WHAT IS ASKED: In the part of the data that opens with the line containing "Find bare foot here." and closes with the line containing "657,190,752,244", update "pink zucchetto" to "red zucchetto" and keep everything else the same. Return only those lines.

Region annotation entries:
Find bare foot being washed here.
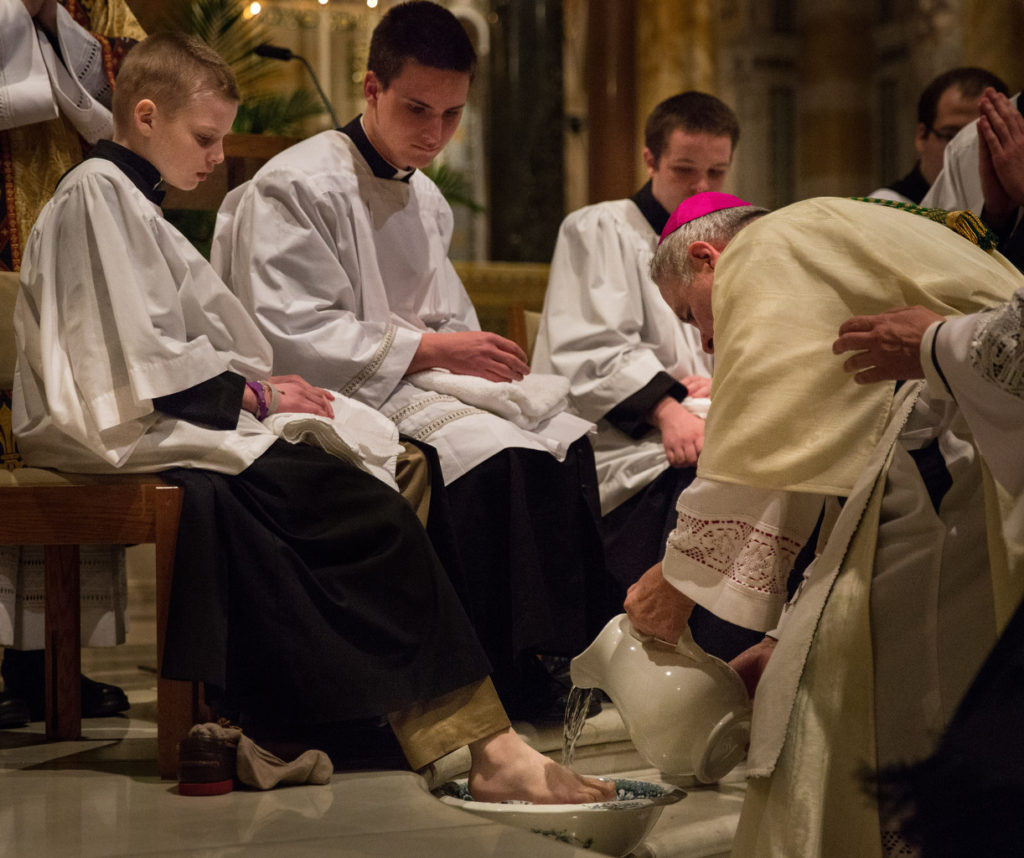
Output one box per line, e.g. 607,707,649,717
469,727,615,805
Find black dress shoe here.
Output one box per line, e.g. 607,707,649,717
0,691,31,729
0,649,129,721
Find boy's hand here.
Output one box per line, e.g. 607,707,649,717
268,376,334,418
648,396,705,468
406,331,529,381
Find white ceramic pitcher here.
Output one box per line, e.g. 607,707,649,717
569,613,751,783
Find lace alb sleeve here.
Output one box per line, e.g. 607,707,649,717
663,478,822,631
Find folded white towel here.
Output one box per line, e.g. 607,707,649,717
407,370,569,431
263,393,402,489
683,396,711,420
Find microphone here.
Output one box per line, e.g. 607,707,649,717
253,42,340,128
253,42,295,59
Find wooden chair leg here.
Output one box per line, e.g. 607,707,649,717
43,545,82,739
155,485,192,780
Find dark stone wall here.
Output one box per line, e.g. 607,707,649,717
487,0,565,262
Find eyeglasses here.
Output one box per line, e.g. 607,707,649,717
928,125,959,143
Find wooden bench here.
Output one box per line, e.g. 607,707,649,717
0,272,194,778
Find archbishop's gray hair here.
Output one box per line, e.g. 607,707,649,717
650,206,768,286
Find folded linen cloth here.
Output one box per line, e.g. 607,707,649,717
263,393,402,490
407,370,569,431
683,396,711,419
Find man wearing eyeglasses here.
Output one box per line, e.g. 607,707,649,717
870,66,1009,203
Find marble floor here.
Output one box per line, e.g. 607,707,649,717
0,552,743,858
0,676,742,858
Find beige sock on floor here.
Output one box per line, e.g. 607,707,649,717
238,735,334,789
188,722,334,789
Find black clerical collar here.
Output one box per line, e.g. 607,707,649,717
89,140,165,206
889,161,929,203
338,114,416,182
630,181,669,235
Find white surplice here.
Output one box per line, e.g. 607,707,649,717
0,0,113,143
532,200,712,514
0,0,117,649
0,158,399,649
665,199,1021,856
212,130,591,483
921,93,1020,217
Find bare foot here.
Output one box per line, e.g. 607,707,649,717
469,727,615,805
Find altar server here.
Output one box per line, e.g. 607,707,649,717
213,2,614,721
14,33,612,802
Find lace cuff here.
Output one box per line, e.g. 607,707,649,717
663,479,821,631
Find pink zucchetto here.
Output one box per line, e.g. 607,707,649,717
657,190,752,244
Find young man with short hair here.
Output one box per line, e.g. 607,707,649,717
14,33,613,803
869,66,1008,203
532,91,751,657
214,2,614,722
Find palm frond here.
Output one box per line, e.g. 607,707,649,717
423,162,483,214
231,89,325,134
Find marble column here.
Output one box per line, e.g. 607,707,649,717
488,0,564,262
586,0,640,203
796,0,873,199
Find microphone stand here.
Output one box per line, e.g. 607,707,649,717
253,42,340,128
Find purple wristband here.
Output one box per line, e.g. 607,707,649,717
246,381,266,420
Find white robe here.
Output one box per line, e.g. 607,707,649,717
921,93,1020,217
651,199,1021,856
212,130,591,483
921,289,1024,497
0,0,113,143
0,0,118,649
532,200,712,514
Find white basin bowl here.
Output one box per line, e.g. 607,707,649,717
435,778,686,858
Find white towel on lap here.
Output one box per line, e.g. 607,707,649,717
263,393,402,490
407,370,569,431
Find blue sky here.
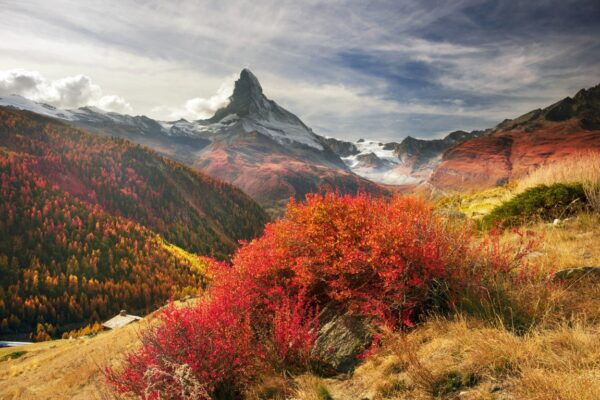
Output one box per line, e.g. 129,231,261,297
0,0,600,140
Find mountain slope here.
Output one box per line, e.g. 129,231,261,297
0,107,267,338
193,70,382,209
0,109,266,257
0,69,383,210
327,131,486,185
430,85,600,190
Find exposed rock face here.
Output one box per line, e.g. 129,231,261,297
429,85,600,190
0,69,385,212
327,131,485,185
394,131,484,173
313,308,373,373
325,138,360,158
356,153,389,169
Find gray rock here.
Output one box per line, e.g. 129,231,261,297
312,308,373,373
552,267,600,282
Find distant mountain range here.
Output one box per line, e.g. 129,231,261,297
429,85,600,190
0,69,384,210
0,69,600,200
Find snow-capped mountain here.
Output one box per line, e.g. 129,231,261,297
0,69,382,208
327,131,485,185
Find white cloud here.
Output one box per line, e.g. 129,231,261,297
96,94,133,114
167,75,237,120
0,69,133,112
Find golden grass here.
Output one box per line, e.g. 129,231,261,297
517,152,600,192
517,151,600,212
0,300,194,400
286,214,600,400
310,317,600,400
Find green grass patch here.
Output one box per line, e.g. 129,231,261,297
0,350,27,361
482,183,587,228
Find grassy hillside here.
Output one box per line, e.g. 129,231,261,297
0,152,600,400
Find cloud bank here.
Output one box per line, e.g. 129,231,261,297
0,0,600,140
0,69,133,113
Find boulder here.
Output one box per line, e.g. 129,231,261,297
312,308,373,374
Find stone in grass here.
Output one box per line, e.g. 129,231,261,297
552,267,600,282
312,307,373,375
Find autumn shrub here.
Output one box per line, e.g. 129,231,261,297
108,192,536,399
107,263,317,400
482,183,587,227
233,193,470,325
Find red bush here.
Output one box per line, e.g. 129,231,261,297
109,193,490,399
234,193,470,324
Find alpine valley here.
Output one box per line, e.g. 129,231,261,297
0,69,600,208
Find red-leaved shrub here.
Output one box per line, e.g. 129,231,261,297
108,193,528,399
233,193,470,325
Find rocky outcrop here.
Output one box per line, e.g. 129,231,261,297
552,267,600,282
429,85,600,190
313,308,373,374
325,138,360,158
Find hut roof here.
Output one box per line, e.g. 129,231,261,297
102,311,143,329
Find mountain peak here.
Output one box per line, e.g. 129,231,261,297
233,68,262,96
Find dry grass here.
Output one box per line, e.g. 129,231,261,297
301,318,600,400
288,214,600,400
0,325,142,400
516,151,600,211
0,301,193,400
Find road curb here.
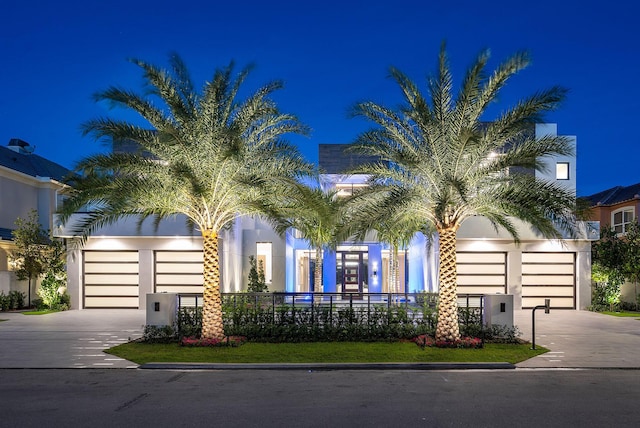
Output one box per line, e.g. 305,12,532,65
138,363,516,371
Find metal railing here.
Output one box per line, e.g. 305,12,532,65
178,292,484,309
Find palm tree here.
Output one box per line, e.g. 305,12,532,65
354,44,575,341
266,183,347,292
63,54,312,338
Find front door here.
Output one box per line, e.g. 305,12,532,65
336,252,366,293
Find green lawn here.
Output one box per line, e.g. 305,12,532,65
22,309,60,315
106,342,548,364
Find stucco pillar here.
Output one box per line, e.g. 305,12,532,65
138,250,154,309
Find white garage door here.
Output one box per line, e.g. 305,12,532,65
83,251,139,308
155,251,204,305
457,252,507,294
522,253,576,309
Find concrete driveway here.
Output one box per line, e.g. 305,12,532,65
0,309,145,368
514,309,640,368
0,309,640,369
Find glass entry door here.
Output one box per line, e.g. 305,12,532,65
336,252,368,293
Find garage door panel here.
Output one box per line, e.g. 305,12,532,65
458,285,504,294
84,296,138,309
522,275,575,286
84,285,138,297
457,264,504,275
527,286,573,298
458,275,505,288
156,251,204,263
522,263,574,275
456,252,507,294
156,263,202,275
156,274,204,285
456,252,505,264
84,251,138,264
522,253,576,308
156,284,202,294
154,251,204,293
83,251,140,308
522,253,575,265
84,273,138,285
522,297,575,309
84,263,138,275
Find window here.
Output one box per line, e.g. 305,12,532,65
611,207,636,233
256,242,273,284
556,162,569,180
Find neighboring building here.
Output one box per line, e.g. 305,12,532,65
0,138,70,300
583,183,640,233
59,124,598,309
583,183,640,303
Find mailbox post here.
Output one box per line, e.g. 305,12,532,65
531,299,551,350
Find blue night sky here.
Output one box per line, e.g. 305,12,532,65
0,0,640,195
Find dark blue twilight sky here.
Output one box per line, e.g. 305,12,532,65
0,0,640,195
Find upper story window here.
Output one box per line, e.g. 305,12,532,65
611,207,636,233
556,162,569,180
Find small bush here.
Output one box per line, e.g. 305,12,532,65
411,334,483,349
142,325,178,343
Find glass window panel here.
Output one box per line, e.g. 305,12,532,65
556,162,569,180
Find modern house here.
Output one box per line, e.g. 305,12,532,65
0,138,70,300
55,124,599,309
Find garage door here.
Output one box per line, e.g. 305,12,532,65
155,251,204,304
522,253,576,309
457,252,507,294
83,251,139,308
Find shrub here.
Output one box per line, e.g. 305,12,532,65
34,271,70,311
7,290,26,309
180,336,247,347
411,334,483,349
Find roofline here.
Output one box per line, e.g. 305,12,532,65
0,165,69,188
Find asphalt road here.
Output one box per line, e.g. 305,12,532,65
0,369,640,427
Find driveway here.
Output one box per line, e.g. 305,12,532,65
0,309,145,368
0,309,640,369
514,309,640,368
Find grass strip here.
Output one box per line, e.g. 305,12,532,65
22,309,60,315
600,311,640,318
105,342,548,364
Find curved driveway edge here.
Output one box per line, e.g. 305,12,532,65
0,309,640,371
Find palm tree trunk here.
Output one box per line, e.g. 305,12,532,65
436,229,460,341
202,230,224,339
313,247,323,293
391,244,400,293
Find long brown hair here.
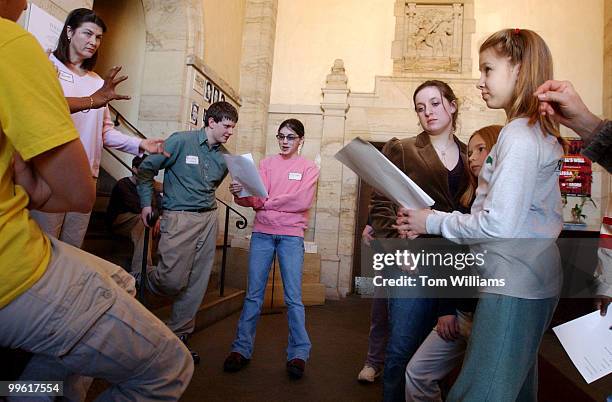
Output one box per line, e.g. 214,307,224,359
459,124,503,208
480,28,566,149
53,8,106,71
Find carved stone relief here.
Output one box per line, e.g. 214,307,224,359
392,0,473,75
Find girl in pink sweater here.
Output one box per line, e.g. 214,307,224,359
223,119,319,379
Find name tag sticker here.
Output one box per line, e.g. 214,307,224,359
289,173,302,181
57,70,74,82
185,155,200,165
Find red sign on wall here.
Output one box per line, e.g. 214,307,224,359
559,139,593,197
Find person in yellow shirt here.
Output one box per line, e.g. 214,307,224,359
0,0,193,401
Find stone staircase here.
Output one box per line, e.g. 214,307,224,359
82,169,245,336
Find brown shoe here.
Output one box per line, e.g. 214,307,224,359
223,352,251,373
287,359,306,380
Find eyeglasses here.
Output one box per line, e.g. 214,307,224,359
276,134,300,142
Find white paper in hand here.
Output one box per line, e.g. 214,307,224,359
336,137,434,209
553,310,612,384
223,154,268,198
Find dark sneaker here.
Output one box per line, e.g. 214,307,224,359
223,352,251,373
129,271,141,290
287,359,306,380
179,334,200,364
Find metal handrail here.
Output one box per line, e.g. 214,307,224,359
107,103,147,139
104,108,248,297
217,198,248,297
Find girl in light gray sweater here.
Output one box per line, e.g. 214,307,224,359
398,29,563,402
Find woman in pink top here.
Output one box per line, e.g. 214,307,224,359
223,119,319,379
31,8,163,247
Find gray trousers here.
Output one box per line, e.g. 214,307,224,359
147,211,217,335
406,311,473,402
0,238,193,401
30,210,91,248
112,212,151,272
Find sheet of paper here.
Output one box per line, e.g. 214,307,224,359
223,154,268,198
336,137,434,209
553,310,612,384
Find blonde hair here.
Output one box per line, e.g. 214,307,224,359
480,28,566,149
459,124,503,208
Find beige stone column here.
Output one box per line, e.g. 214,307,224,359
315,59,349,299
236,0,278,161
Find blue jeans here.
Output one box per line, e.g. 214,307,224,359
447,294,559,402
232,232,311,361
383,291,438,402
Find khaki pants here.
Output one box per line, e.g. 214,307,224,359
0,238,193,401
147,211,217,335
30,210,91,248
112,212,152,272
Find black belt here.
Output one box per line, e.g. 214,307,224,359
167,208,217,213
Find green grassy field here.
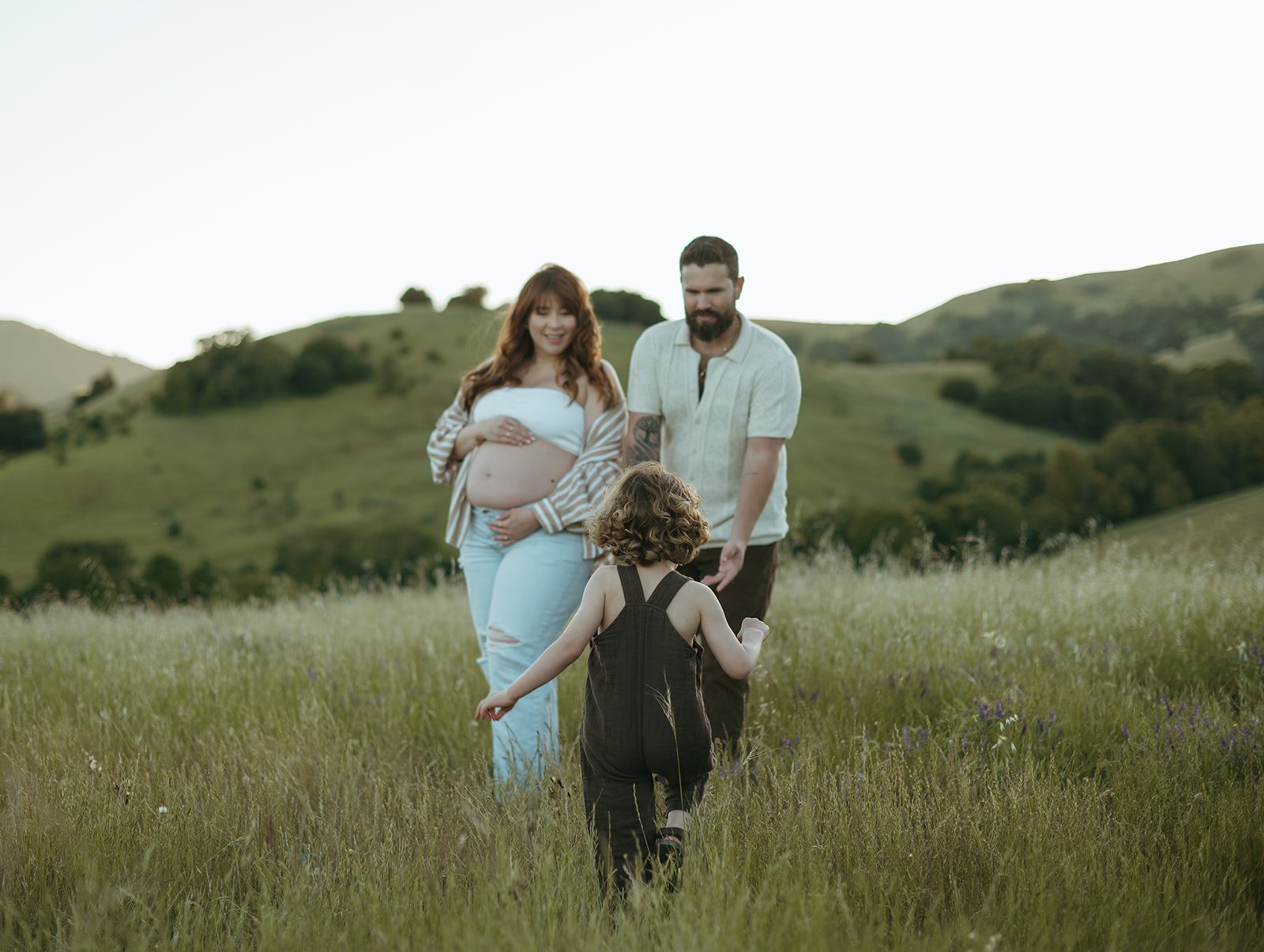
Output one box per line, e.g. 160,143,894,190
0,541,1264,950
0,308,1077,588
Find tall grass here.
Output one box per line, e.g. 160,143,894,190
0,545,1264,950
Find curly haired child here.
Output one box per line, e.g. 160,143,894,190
476,463,769,893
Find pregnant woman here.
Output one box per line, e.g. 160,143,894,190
427,264,627,786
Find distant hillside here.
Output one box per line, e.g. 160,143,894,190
0,320,153,406
1115,487,1264,552
0,308,1082,585
833,244,1264,374
900,244,1264,337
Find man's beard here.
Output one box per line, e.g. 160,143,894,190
685,307,737,344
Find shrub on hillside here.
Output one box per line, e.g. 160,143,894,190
36,541,135,607
141,552,188,600
845,503,925,562
923,487,1022,552
152,331,293,415
939,377,978,406
0,407,48,453
400,287,434,307
918,476,953,502
978,373,1070,430
592,288,664,327
72,371,115,407
1070,387,1127,440
447,284,487,310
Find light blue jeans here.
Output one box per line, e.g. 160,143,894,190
460,507,592,786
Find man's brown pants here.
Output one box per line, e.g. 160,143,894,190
679,543,777,754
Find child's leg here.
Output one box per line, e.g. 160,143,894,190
579,747,653,895
653,773,706,890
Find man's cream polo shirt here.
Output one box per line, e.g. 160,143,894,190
628,318,801,547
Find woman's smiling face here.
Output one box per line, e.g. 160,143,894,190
527,295,577,356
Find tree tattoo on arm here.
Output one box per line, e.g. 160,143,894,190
627,416,662,466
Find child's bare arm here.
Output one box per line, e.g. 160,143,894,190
474,569,605,721
691,581,769,679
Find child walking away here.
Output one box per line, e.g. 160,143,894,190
476,463,769,893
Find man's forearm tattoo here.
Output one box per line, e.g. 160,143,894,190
628,416,662,466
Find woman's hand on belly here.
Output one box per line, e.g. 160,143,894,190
488,506,540,545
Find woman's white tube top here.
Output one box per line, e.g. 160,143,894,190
472,387,584,457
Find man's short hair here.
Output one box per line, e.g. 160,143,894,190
680,235,741,284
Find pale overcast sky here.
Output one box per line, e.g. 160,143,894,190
0,0,1264,365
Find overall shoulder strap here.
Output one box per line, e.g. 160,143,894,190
618,565,645,604
649,571,689,611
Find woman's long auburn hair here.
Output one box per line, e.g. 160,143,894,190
461,264,615,412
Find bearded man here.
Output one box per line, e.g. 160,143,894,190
624,235,801,752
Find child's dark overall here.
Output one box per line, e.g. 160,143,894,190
579,565,714,891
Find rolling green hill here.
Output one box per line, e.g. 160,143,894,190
0,307,1077,585
1115,487,1264,555
900,244,1264,343
0,320,153,406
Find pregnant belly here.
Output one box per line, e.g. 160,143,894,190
465,440,575,510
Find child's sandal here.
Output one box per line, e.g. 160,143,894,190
653,827,685,893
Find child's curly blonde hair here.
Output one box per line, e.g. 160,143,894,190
588,463,710,565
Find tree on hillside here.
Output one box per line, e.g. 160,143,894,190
447,284,487,310
400,287,434,307
152,330,293,413
74,371,115,407
592,288,664,327
0,407,48,453
36,541,135,606
141,552,186,598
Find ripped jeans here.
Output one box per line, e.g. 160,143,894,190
460,507,592,786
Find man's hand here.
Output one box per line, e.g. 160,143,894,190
702,539,746,592
488,507,540,545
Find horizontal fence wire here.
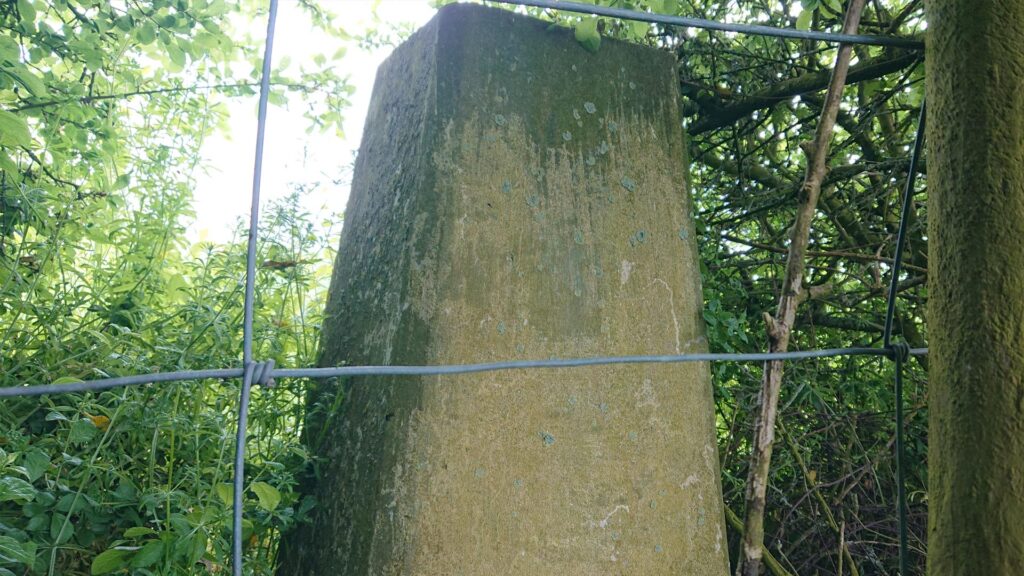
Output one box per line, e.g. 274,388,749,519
492,0,925,50
0,0,928,576
0,347,928,398
0,368,243,398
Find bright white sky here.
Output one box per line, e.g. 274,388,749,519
188,0,435,242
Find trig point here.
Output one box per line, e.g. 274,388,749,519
281,5,728,576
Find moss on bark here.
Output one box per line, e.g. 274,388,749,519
927,0,1024,576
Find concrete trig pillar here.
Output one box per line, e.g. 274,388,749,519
281,5,728,576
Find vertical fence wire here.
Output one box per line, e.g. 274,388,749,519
883,101,926,576
231,0,278,576
0,0,928,576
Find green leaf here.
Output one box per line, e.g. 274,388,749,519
630,20,650,40
825,0,843,14
22,450,50,482
797,10,814,30
4,65,46,96
575,18,601,53
0,35,22,63
68,418,98,444
188,532,207,564
0,536,36,566
125,526,157,538
50,512,75,545
167,44,185,71
217,482,234,506
90,548,129,575
0,476,36,502
131,540,164,568
249,482,281,511
17,0,36,30
0,110,32,148
135,22,157,44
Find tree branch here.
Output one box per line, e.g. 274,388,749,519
736,0,864,576
689,52,921,135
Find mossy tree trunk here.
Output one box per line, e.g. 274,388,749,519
927,0,1024,576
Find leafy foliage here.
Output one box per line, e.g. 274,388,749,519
536,0,928,574
0,0,350,574
0,0,928,574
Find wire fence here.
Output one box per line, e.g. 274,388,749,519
0,0,928,576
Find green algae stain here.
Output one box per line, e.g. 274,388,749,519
541,431,555,446
630,230,647,248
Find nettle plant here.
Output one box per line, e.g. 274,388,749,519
0,0,351,575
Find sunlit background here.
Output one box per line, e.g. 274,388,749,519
189,0,435,241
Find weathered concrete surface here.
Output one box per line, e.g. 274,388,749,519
281,5,728,576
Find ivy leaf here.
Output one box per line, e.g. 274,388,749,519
249,482,281,511
89,548,129,576
0,110,32,148
575,18,601,54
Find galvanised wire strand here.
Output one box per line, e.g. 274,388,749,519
231,0,278,576
0,368,243,398
0,347,928,398
231,360,258,576
0,0,928,576
492,0,925,50
883,101,927,576
271,347,928,378
242,0,278,364
883,101,926,346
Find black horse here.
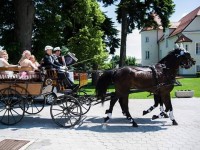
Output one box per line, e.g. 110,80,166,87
96,48,195,127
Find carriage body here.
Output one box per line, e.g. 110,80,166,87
0,66,86,128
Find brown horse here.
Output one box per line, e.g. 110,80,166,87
96,48,195,127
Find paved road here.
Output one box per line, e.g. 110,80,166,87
0,98,200,150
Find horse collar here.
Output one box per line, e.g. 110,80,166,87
149,65,158,86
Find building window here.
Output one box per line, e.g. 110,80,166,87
185,44,188,51
196,43,200,55
145,51,150,59
166,39,168,48
197,65,200,72
145,37,149,43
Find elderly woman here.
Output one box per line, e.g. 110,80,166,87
18,50,38,70
0,50,16,77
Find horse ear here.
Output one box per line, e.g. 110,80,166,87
180,43,184,50
174,43,180,49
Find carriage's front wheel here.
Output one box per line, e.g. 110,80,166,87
76,90,91,115
50,95,82,128
24,95,45,115
0,88,25,125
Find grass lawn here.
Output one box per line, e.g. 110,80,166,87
77,78,200,99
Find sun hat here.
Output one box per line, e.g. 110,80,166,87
53,47,61,51
44,45,53,51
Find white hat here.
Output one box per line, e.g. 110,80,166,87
44,45,53,51
53,47,61,51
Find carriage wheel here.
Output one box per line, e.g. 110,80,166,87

EXERCISE OUTPUT:
Find bare foot here.
Output one box per line, e.g. 607,707,649,717
469,727,615,805
Find altar server here.
Output one box per line, e.g. 607,707,649,717
213,2,614,721
14,33,612,802
Find lace cuff here.
Output one box per line, e.g. 607,707,649,717
663,479,821,631
Find red zucchetto here.
Output one box per line, e.g. 607,707,649,717
657,190,752,244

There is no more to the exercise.